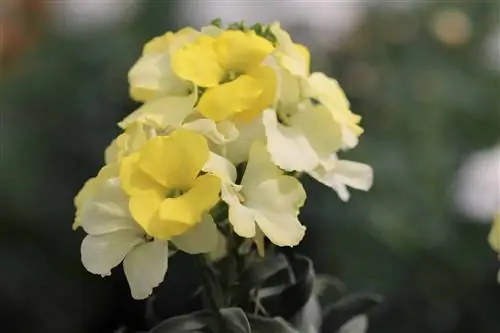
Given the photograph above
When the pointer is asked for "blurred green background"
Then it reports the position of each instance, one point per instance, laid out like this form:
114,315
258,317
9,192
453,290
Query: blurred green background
420,77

========================================================================

Objective: Express the lines of the records above as a Markdown table with the columns "Row" and "Line text", numbering each row and leaving out blank lines. Leave the pictures out of the answer.

Finished exercise:
| Row | Line text |
|---|---|
| 1 | Given the photograph above |
| 2 | When the pointer is asked for "blurred green background" |
| 3 | Then it reports the position of each instance, one point per instance, laid out like this form: |
| 4 | 114,315 |
| 5 | 258,317 |
| 6 | 9,192 |
| 7 | 453,290 |
| 8 | Query: blurred green background |
| 9 | 420,77 |